** Begin **
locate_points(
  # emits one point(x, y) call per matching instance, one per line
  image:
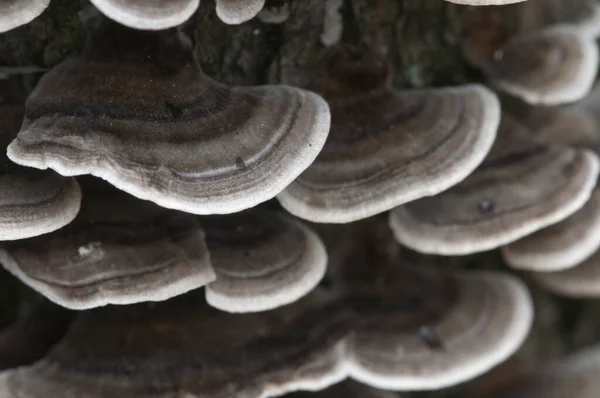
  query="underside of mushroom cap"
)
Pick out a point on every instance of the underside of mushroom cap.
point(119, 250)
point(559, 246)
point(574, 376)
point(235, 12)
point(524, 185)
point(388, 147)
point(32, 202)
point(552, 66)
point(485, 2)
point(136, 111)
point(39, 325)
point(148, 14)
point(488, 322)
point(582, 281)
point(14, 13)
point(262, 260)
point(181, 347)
** End **
** Begin **
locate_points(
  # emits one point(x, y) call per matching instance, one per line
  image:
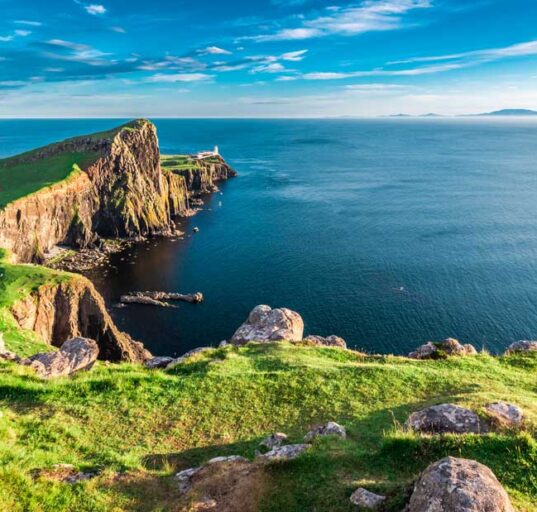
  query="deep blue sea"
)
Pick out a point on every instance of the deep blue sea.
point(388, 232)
** End **
** Begin **
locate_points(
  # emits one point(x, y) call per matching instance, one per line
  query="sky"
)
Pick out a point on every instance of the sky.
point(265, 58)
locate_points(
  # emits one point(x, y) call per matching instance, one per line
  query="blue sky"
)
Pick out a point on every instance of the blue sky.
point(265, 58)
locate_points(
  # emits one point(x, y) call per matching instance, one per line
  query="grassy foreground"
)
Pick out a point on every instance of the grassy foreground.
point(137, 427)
** End **
## [INSTRUCTION]
Report every line of the records above that contains the string "query", copying each such line in full.

## [EXERCISE RESULT]
  query="underside of mushroom cap"
  query="deep blue sea"
  query="sky"
  query="blue sky"
  query="grassy foreground"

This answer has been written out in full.